● **REQUIRED WORK**:
Reproduce the records below line for line, leaving out the pictures.

Excerpts from a point labeling dataset
————

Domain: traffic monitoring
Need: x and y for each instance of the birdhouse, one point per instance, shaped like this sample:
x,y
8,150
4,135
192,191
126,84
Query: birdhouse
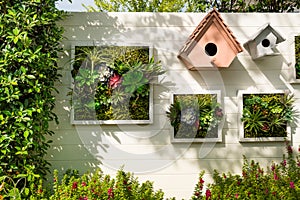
x,y
264,42
211,44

————

● **FINISHED ANSWER**:
Domain: traffic monitoring
Need: x and y for each instance of the birdhouse, one point per instance, shaped like this sample:
x,y
8,150
4,135
192,191
126,84
Query: birdhouse
x,y
264,42
211,44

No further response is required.